Vorliegender Text:

↓↓↓

Offener Brief

An

Oberbürgermeister Marcus König

Die Stadträt*innen der Stadt Nürnberg

Wir brauchen eine echte Verkehrswende JETZT!

Sehr geehrter Herr Oberbürgermeister, sehr geehrte Stadträt*innen,

Mitte April 2022 haben wir angefangen, aktiv Unterschriften für unser Bürgerbegehren „Nürnberg autofrei“ zu sammeln. Nach weniger als sechs Monaten haben wir bereits 12 000 Unterschriften gesammelt, obwohl uns viele gesagt haben „Das schafft ihr nie“. Doch der Zuspruch ist groß, die Akzeptanz für „Nürnberg autofrei“ ist erstaunlich.

Nachdem 26 000 Menschen für den Radentscheid Nürnberg und letztes Jahr 100 000 für den Radentscheid Bayern unterschrieben haben, kommt der nächste klare bürgerlich-demokratische Appell: Die Verkehrswende muss jetzt kommen!

Sie kennen die Argumente: Allein neun Menschen starben 2022 im Verkehr in Nürnberg. Völlig unnötig, denn andere Städte in Europa beweisen, dass mit guter Verkehrspolitik, die Vision Zero erreichbar ist.

↑↑↑

Datenzeilen:
↓↓↓

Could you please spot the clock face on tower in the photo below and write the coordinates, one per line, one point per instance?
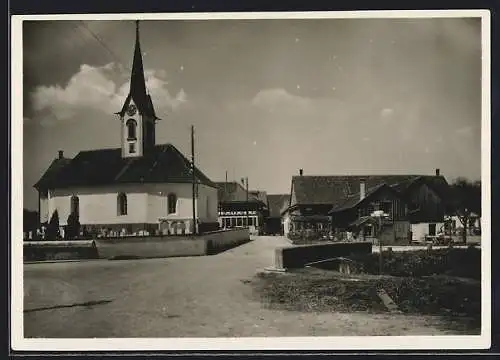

↑↑↑

Aufgabenstellung:
• a. Beantworten Sie anhand des offenen Briefes die folgenden Fragen:
(i) Wann begann das aktive Sammeln von Unterschriften für das Bürgerbegehren „Nürnberg autofrei“?
(ii) Wie viele Menschen haben für den Radentscheid Bayern unterschrieben?
(iii) Wie viele Menschen starben 2022 im Verkehr in Nürnberg?
• b. Schreiben Sie aus dem offenen Brief den Abschnitt von „Nachdem 26 000“ bis einschließlich „muss jetzt kommen!“ wortgetreu ab.

Bearbeitete Aufgaben:
• a.
(i) Mitte April 2022.
(ii) 100 000 Menschen.
(iii) Neun Menschen.

• b.
Nachdem 26 000 Menschen für den Radentscheid Nürnberg und letztes Jahr 100 000 für den Radentscheid Bayern unterschrieben haben, kommt der nächste klare bürgerlich-demokratische Appell: Die Verkehrswende muss jetzt kommen!